DIRECTION:
Present the records from the line containing "the black banner?" up to and including the line containing "Please mark the region of the black banner." as a numbered list, skipping any blank lines.

(Stored entries)

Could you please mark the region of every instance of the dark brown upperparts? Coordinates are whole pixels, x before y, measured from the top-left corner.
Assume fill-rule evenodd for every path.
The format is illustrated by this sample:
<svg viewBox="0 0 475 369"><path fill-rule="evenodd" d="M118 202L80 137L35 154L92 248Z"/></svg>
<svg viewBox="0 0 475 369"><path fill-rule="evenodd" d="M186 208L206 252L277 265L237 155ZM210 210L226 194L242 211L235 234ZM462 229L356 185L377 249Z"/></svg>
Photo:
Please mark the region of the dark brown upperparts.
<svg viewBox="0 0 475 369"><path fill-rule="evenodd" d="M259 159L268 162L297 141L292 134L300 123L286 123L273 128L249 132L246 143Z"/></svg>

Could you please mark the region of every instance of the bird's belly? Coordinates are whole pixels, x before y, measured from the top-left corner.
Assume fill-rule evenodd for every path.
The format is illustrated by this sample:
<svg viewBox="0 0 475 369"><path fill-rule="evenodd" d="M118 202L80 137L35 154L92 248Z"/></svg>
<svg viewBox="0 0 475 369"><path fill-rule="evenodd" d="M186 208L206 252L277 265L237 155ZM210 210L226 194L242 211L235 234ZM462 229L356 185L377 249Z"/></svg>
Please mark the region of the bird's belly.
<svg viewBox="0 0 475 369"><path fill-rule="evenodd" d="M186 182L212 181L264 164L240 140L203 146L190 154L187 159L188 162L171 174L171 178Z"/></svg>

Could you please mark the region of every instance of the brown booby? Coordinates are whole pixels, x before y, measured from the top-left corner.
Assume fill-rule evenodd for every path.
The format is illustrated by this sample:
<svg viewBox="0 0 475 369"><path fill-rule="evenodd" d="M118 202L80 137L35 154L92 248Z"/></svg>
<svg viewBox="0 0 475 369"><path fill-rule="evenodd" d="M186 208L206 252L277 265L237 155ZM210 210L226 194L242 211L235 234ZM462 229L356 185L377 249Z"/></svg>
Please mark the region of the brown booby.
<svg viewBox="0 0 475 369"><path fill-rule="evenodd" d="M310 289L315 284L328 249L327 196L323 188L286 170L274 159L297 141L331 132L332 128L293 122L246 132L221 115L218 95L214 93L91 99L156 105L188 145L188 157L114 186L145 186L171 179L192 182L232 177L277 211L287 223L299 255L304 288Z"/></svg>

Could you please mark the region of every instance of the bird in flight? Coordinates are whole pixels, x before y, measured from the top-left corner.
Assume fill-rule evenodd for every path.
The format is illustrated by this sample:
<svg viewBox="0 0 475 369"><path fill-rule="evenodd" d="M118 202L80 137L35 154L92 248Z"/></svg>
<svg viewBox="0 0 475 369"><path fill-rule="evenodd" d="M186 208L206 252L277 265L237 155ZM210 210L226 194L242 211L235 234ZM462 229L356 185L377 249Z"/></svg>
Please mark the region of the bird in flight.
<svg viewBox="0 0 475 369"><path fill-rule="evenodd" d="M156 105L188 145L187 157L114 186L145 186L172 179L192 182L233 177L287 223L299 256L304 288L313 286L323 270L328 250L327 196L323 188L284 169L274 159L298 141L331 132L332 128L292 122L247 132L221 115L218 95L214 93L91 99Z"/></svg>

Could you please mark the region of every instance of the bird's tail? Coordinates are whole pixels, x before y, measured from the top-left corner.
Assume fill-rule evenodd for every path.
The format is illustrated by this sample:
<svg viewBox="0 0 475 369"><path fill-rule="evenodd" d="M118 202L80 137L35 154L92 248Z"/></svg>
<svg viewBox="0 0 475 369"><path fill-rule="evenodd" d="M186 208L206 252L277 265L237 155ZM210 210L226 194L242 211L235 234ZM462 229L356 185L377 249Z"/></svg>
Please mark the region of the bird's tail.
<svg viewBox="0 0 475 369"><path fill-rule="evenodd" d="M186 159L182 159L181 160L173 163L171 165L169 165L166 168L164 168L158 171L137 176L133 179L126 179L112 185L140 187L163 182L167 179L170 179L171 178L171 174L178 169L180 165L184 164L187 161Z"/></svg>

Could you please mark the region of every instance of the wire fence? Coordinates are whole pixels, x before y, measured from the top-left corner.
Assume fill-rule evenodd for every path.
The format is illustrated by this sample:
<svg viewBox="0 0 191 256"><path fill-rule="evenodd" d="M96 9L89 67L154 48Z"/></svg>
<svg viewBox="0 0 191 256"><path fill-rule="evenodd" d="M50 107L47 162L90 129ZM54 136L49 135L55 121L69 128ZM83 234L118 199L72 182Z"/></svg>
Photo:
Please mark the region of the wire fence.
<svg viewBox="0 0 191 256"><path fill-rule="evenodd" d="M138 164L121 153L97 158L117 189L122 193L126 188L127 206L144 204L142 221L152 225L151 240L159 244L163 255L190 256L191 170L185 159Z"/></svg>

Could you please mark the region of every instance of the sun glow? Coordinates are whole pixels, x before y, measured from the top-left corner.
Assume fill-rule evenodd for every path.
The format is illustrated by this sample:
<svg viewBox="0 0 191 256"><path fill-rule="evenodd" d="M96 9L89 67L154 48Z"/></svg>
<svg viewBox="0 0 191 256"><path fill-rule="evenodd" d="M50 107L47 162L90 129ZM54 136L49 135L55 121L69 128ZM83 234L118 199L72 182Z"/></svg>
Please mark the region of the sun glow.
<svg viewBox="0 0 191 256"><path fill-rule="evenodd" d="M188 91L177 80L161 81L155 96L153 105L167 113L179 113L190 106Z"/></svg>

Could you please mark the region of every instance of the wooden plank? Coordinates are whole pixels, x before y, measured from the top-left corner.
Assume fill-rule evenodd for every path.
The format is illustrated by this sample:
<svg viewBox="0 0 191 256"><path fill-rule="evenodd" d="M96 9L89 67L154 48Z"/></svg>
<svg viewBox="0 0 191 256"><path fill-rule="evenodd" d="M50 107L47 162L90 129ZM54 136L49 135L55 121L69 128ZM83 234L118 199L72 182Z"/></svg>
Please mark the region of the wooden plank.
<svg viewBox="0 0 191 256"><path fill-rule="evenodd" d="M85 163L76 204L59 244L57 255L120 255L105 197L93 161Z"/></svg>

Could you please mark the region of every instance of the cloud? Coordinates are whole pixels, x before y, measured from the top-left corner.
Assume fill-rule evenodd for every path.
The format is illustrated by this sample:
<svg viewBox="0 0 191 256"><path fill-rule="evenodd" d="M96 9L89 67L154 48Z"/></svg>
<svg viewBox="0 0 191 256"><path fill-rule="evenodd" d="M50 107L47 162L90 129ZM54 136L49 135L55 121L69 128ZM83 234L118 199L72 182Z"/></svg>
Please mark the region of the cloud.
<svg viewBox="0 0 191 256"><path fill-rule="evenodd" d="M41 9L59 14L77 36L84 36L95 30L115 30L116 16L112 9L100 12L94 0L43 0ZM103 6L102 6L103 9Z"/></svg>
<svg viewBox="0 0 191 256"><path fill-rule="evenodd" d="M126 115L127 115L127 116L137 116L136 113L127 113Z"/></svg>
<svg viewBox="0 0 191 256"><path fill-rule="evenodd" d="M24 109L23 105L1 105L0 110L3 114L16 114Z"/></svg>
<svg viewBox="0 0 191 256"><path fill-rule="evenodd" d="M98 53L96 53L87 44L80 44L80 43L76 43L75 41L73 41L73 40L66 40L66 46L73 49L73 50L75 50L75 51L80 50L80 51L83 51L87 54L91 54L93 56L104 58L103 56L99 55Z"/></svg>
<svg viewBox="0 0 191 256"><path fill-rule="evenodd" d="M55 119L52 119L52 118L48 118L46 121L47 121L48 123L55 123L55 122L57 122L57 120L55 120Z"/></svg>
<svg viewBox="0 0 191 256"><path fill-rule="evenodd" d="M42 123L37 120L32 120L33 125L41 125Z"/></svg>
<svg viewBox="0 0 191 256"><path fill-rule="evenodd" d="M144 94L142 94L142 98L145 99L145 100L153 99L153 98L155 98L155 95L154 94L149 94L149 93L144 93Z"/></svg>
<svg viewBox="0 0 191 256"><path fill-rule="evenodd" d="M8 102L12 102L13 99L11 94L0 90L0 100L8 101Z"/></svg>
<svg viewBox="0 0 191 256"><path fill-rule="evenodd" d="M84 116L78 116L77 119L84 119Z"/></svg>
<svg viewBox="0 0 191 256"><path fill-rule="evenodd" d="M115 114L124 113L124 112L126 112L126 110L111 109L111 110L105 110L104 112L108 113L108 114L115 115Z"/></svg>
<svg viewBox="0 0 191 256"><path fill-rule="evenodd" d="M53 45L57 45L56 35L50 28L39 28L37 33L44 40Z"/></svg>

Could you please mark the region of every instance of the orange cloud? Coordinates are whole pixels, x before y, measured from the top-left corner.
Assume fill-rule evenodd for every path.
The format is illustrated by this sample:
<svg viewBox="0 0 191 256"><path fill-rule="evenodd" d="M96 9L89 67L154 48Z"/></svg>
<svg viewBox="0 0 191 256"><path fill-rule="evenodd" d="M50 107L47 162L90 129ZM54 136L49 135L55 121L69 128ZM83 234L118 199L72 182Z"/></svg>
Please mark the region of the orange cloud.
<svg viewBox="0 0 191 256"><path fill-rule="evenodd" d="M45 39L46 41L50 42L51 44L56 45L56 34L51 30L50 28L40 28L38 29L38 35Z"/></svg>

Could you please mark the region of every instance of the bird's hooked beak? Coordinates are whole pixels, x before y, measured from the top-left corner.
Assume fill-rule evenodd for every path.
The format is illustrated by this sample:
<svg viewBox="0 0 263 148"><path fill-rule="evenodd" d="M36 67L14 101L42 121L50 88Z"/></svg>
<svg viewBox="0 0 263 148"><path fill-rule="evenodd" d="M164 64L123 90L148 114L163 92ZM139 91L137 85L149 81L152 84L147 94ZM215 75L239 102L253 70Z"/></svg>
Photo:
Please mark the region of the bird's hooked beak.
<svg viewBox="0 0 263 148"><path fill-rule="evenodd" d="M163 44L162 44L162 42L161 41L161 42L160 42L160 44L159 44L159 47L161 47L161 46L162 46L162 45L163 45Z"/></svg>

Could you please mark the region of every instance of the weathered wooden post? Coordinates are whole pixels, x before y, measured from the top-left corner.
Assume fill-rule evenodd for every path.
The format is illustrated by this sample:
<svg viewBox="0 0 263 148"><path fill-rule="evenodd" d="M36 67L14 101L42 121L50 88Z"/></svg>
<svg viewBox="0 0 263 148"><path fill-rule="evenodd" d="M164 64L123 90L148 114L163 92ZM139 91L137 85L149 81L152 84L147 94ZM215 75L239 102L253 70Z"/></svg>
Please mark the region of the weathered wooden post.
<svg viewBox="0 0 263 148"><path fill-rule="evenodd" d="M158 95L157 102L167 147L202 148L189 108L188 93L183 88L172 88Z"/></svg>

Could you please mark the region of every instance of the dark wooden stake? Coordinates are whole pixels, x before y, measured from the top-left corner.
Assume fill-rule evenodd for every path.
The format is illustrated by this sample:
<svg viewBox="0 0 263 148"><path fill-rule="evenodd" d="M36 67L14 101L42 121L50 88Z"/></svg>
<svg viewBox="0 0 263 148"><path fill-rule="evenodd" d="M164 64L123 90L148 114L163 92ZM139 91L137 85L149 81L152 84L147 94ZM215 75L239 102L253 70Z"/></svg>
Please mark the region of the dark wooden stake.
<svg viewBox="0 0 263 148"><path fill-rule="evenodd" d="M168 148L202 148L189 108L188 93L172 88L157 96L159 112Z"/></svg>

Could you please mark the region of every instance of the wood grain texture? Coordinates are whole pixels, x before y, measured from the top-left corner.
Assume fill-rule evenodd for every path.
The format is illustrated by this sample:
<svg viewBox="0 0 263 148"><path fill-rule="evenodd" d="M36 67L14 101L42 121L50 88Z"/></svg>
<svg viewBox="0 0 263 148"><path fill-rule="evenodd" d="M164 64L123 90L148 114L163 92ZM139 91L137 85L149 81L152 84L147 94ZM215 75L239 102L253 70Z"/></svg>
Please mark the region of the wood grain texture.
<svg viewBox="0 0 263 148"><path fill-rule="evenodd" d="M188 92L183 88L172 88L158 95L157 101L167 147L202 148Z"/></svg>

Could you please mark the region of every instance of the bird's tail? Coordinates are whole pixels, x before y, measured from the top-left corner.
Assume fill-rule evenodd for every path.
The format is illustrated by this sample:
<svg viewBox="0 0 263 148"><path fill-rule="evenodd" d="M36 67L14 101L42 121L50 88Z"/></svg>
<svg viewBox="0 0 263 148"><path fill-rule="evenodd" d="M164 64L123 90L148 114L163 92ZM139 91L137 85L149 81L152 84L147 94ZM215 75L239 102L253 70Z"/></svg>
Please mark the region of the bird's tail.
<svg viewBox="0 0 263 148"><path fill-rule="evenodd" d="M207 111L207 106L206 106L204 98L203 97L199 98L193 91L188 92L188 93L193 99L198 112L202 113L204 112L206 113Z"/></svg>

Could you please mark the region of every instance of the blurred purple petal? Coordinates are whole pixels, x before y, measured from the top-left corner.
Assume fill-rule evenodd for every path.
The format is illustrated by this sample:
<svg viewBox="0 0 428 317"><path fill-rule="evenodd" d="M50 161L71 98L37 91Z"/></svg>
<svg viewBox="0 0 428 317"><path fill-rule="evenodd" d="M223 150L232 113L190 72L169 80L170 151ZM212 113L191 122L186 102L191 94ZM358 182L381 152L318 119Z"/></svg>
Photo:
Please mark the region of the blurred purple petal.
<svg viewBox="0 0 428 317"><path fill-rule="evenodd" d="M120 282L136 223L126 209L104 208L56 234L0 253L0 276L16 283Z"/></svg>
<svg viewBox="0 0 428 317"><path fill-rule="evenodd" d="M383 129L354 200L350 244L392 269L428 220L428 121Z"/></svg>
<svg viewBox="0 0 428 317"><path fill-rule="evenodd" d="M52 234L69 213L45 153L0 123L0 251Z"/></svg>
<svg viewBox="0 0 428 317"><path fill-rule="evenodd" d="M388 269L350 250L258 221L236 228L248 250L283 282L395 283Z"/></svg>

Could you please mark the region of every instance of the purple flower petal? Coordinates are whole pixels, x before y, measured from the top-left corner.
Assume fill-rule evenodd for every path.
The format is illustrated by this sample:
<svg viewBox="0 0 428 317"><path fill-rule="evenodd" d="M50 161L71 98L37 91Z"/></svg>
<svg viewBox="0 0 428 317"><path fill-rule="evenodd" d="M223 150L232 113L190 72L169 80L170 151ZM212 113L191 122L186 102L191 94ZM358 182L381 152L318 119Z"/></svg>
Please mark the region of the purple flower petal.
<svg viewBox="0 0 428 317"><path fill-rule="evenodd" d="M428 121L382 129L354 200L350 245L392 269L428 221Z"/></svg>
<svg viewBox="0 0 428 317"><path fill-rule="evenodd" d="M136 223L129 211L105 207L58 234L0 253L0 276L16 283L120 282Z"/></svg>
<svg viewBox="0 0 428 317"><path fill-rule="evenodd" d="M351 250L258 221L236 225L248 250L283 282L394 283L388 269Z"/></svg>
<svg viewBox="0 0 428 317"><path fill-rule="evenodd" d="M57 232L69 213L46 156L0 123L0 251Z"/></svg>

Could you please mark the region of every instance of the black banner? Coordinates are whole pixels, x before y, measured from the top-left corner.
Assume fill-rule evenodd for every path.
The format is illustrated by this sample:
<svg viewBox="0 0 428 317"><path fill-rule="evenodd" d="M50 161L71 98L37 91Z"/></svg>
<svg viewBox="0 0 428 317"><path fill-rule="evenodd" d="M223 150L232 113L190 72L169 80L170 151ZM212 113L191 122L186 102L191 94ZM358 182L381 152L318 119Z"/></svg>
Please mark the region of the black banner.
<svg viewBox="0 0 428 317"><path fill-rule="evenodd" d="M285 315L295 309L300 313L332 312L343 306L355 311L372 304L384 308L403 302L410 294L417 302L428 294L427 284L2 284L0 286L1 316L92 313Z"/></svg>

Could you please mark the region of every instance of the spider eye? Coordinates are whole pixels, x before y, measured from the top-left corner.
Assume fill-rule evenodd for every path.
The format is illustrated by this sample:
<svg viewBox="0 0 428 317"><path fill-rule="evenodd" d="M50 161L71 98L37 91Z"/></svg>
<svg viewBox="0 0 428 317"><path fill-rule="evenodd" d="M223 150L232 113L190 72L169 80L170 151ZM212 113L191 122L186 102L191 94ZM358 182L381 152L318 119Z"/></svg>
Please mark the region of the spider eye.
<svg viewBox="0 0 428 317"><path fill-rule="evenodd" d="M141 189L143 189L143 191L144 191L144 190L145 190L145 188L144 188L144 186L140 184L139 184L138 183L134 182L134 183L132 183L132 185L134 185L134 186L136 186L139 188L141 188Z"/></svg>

ANSWER TO THIS TASK:
1. Could you please mark the region of every instance of the black banner? Coordinates are whole pixels, x before y, measured from the top-left corner.
2. Assume fill-rule evenodd for every path.
3. The format is illustrated by this sample:
4. <svg viewBox="0 0 428 317"><path fill-rule="evenodd" d="M50 161L71 98L37 91Z"/></svg>
5. <svg viewBox="0 0 428 317"><path fill-rule="evenodd" d="M223 150L232 113L190 72L169 80L170 151ZM212 113L191 122L186 102L191 94ZM358 182L381 152L318 119Z"/></svg>
6. Please mark the region of the black banner.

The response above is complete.